Start your answer with the line containing "box: [351, 176, 359, 250]" and end it with the last line of the records below, retyping every line between exactly and adding nothing.

-------

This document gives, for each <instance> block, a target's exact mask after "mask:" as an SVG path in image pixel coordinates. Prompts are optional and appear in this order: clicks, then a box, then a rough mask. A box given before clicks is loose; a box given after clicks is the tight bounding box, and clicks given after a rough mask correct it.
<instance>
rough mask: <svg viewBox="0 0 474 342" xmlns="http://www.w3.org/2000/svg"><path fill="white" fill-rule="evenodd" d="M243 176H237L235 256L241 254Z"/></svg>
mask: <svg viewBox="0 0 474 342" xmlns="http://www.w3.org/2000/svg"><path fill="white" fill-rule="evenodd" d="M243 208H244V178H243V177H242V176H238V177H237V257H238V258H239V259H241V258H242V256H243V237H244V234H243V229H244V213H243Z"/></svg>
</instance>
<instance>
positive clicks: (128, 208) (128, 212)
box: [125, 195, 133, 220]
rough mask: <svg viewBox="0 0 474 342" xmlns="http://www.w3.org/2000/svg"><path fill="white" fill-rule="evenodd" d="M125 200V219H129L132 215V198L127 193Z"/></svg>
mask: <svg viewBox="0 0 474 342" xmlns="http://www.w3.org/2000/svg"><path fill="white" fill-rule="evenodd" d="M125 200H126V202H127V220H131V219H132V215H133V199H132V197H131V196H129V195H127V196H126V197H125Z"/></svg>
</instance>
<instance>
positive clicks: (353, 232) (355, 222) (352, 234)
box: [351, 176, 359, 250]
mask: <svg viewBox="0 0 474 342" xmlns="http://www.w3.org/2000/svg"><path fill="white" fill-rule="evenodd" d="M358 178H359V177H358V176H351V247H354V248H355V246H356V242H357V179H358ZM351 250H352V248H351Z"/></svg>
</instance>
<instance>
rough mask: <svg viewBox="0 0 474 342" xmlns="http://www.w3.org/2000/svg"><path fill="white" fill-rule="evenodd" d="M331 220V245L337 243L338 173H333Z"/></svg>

-------

**FINAL ANSWER**
box: [351, 176, 359, 250]
mask: <svg viewBox="0 0 474 342" xmlns="http://www.w3.org/2000/svg"><path fill="white" fill-rule="evenodd" d="M358 178H359V177H358V176H351V247H354V248H355V246H356V242H357V179H358ZM351 250H352V248H351Z"/></svg>
</instance>
<instance>
rough mask: <svg viewBox="0 0 474 342" xmlns="http://www.w3.org/2000/svg"><path fill="white" fill-rule="evenodd" d="M331 220V245L337 243L338 173H333Z"/></svg>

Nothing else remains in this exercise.